» **YOUR INSTRUCTIONS**: Substitute "place a pin on" for "put a marker on" in the lines starting at the one containing "put a marker on the gutter" and ending at the last line of the records. Keep everything else unchanged, and leave the pictures out of your answer.

» **AVAILABLE DATA**:
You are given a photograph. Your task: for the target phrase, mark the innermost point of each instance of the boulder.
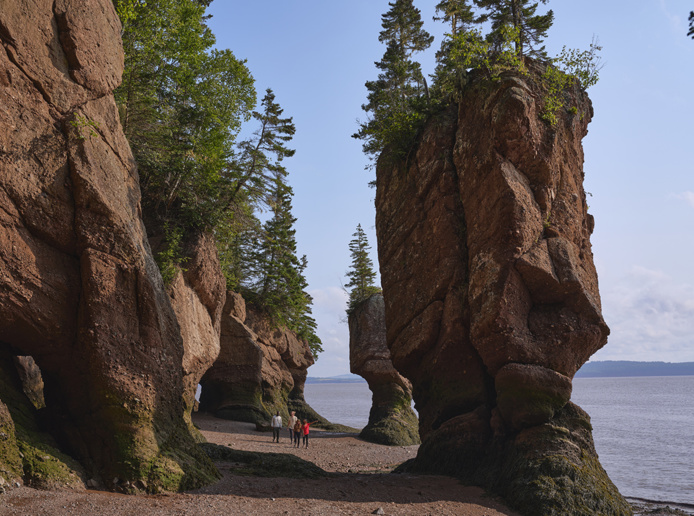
(79, 290)
(391, 418)
(491, 294)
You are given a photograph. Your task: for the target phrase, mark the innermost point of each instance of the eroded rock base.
(550, 469)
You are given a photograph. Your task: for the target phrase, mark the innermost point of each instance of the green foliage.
(361, 274)
(396, 98)
(584, 65)
(275, 279)
(570, 65)
(252, 172)
(83, 127)
(519, 15)
(127, 10)
(181, 103)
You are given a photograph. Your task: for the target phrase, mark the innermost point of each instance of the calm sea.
(643, 428)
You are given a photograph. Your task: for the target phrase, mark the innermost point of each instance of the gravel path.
(362, 485)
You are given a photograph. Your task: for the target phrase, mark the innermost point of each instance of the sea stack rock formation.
(79, 290)
(491, 294)
(260, 368)
(391, 419)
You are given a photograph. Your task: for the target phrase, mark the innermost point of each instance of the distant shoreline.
(624, 368)
(598, 369)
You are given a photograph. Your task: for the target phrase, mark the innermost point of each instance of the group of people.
(297, 429)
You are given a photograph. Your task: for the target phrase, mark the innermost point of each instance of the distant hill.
(604, 369)
(617, 368)
(343, 378)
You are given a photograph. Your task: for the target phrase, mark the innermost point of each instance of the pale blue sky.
(316, 56)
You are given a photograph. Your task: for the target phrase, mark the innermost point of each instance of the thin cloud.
(651, 316)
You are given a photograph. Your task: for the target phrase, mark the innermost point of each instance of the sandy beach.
(360, 484)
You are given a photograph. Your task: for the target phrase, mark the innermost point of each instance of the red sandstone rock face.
(259, 367)
(493, 266)
(79, 290)
(197, 296)
(492, 299)
(391, 419)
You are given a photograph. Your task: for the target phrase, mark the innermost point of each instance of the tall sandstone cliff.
(491, 293)
(391, 418)
(79, 290)
(260, 370)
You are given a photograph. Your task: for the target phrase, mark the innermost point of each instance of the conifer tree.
(458, 13)
(361, 274)
(258, 162)
(453, 56)
(394, 99)
(529, 28)
(276, 279)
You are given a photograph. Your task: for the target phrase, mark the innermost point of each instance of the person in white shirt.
(276, 425)
(290, 425)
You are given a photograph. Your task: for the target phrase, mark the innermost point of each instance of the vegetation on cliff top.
(183, 104)
(361, 275)
(399, 101)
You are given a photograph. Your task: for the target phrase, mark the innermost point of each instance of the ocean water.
(643, 428)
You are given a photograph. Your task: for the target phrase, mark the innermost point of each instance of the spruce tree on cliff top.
(394, 98)
(361, 275)
(531, 28)
(276, 282)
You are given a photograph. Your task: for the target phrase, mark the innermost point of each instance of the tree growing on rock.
(362, 276)
(395, 97)
(276, 281)
(530, 29)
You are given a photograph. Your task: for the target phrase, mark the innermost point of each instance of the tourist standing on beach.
(297, 432)
(276, 425)
(305, 429)
(290, 425)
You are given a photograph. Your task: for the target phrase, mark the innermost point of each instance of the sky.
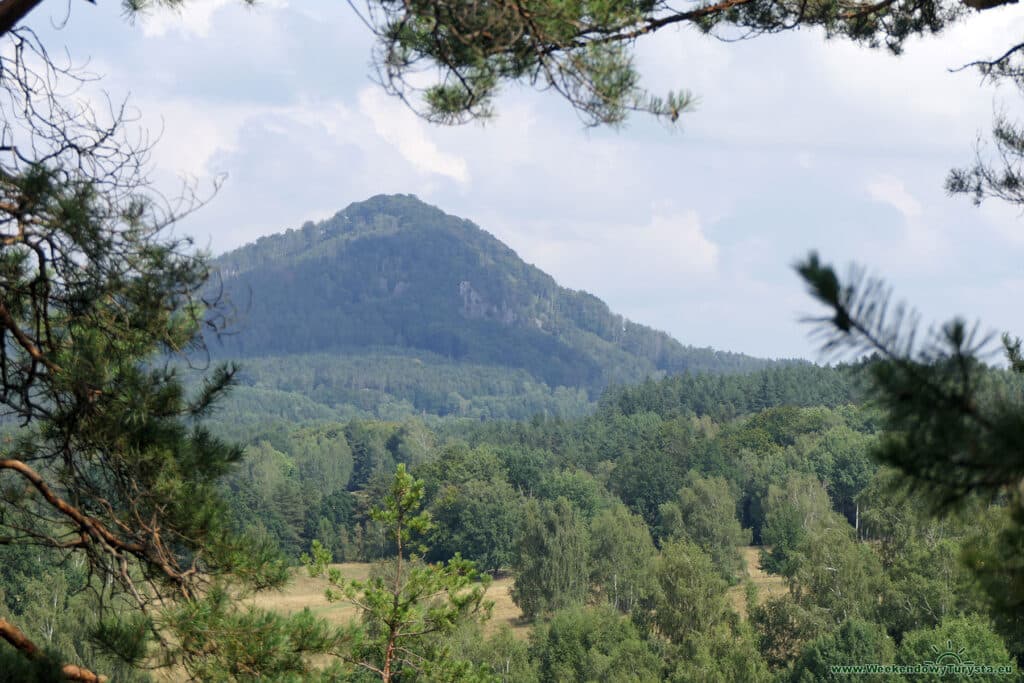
(796, 143)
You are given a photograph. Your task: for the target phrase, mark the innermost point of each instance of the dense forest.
(625, 529)
(399, 279)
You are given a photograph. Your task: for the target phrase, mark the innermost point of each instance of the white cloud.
(668, 253)
(195, 19)
(891, 190)
(399, 127)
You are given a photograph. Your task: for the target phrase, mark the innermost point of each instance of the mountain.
(400, 282)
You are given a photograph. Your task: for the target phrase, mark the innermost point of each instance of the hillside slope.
(395, 275)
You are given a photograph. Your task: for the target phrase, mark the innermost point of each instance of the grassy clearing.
(769, 585)
(304, 591)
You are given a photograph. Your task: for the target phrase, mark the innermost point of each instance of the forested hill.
(393, 273)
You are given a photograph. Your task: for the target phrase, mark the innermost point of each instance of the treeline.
(624, 529)
(394, 272)
(625, 534)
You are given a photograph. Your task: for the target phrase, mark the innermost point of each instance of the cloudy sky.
(796, 144)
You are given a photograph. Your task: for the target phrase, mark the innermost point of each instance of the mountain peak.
(393, 271)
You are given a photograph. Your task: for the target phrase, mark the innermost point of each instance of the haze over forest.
(523, 401)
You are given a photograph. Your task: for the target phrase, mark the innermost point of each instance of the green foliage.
(854, 642)
(417, 290)
(794, 513)
(621, 558)
(969, 639)
(690, 597)
(784, 626)
(409, 609)
(551, 558)
(592, 644)
(583, 50)
(705, 513)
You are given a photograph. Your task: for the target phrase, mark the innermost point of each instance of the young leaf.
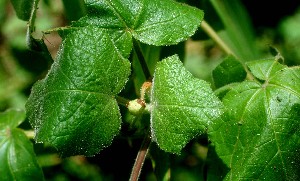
(17, 157)
(229, 71)
(182, 105)
(258, 137)
(23, 8)
(153, 22)
(74, 107)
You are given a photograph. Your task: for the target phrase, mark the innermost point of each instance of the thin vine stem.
(138, 52)
(122, 101)
(140, 158)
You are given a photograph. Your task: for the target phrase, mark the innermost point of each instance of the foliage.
(130, 70)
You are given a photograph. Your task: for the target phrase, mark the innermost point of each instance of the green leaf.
(153, 22)
(239, 33)
(229, 71)
(11, 119)
(182, 105)
(17, 157)
(23, 8)
(258, 136)
(74, 107)
(74, 9)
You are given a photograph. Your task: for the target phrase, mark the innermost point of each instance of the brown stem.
(140, 158)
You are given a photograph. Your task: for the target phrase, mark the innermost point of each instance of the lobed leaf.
(229, 71)
(258, 136)
(182, 105)
(23, 8)
(17, 157)
(74, 107)
(153, 22)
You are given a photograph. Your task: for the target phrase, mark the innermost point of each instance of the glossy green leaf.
(17, 157)
(74, 107)
(229, 71)
(258, 136)
(152, 22)
(182, 105)
(74, 9)
(23, 8)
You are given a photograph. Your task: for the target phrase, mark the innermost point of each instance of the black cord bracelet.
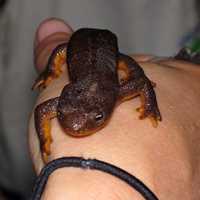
(80, 162)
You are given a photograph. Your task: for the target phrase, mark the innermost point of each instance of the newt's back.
(91, 51)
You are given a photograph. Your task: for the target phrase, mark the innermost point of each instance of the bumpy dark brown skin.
(87, 102)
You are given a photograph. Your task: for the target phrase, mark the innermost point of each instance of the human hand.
(152, 154)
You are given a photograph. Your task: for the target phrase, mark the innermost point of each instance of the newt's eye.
(99, 117)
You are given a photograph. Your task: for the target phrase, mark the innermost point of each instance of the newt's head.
(85, 107)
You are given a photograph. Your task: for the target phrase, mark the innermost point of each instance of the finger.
(49, 34)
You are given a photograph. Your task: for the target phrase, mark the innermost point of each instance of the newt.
(86, 104)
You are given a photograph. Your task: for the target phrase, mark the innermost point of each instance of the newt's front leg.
(136, 83)
(44, 112)
(54, 67)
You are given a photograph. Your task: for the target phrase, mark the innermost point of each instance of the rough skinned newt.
(85, 104)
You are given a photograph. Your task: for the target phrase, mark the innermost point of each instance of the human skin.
(165, 158)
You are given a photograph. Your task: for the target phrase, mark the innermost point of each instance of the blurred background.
(158, 27)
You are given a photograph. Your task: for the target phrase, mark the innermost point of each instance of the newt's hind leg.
(43, 114)
(136, 83)
(54, 67)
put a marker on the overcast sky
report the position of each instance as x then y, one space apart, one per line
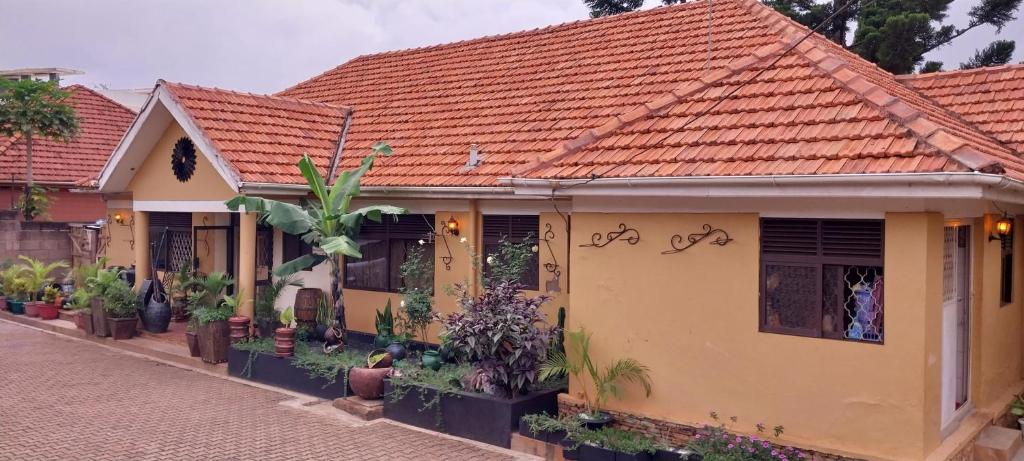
267 45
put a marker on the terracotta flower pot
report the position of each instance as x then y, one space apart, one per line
284 341
48 311
32 308
193 339
368 382
122 328
239 327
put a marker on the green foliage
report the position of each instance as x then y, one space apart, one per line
418 291
37 274
996 53
120 300
30 109
607 382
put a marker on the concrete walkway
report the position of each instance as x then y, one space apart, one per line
64 399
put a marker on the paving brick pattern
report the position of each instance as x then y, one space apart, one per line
67 400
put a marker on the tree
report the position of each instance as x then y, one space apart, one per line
30 109
893 34
326 224
996 53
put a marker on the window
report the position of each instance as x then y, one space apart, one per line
170 240
515 228
822 278
384 246
1007 270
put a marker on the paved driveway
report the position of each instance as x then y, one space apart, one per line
67 400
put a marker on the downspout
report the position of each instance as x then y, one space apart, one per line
333 168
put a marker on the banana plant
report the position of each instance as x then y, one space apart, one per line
326 223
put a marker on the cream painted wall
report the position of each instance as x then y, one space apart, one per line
155 180
692 318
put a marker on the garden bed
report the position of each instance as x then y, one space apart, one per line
475 416
265 368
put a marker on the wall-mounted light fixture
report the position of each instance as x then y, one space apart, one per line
452 225
1003 228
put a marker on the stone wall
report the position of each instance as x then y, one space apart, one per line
48 242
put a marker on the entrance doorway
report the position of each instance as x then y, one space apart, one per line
955 321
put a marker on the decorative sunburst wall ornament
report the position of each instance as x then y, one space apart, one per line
183 159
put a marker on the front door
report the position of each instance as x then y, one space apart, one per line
955 320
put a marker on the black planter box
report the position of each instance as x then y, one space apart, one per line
268 369
474 416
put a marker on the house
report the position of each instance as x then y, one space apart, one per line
781 231
64 166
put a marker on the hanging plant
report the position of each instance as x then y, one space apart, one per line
183 159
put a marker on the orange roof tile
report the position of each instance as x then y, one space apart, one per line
101 124
616 96
991 98
262 136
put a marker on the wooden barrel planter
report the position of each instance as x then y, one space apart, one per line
306 304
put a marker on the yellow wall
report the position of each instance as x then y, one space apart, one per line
155 180
692 318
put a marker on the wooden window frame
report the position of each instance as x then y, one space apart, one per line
818 260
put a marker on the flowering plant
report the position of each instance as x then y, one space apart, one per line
715 443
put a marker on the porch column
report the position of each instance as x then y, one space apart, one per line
247 262
141 239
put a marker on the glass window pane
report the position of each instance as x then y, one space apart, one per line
791 297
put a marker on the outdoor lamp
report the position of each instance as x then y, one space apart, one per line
452 225
1003 227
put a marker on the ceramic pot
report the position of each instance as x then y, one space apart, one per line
32 308
284 342
48 311
396 350
122 328
240 328
431 360
16 307
193 339
368 382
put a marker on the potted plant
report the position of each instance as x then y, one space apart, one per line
284 341
121 304
606 382
49 309
266 317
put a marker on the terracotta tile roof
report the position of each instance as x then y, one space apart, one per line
101 124
263 136
991 98
615 96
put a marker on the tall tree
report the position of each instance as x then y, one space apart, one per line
30 109
996 53
893 34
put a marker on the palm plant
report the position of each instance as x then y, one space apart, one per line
30 109
327 224
606 382
37 274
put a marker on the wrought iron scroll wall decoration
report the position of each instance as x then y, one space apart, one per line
721 238
628 235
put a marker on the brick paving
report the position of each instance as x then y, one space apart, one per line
68 400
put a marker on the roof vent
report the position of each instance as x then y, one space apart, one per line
474 157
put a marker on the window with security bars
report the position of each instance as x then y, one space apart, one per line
384 246
1007 270
514 228
170 237
822 278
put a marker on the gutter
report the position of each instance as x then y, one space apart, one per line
948 185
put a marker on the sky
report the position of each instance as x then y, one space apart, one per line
264 46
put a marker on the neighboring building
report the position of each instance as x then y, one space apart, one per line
66 167
732 218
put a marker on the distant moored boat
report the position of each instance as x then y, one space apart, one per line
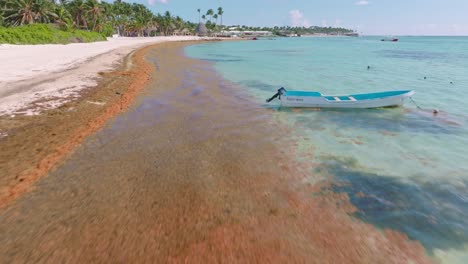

» **FINAL RESULT**:
place a pin on the gutter
report the position of each instance as x then y, one space apart, one per line
948 185
place a pin on the sky
report the position of each instance as x then y, one space apart, one per line
264 46
place a pin on the neighboring building
report the position of each instance as x then y, one space apart, one per line
66 167
732 218
place a pin on the distant moored boat
report the position of each instance as x then y, one space apart, one per line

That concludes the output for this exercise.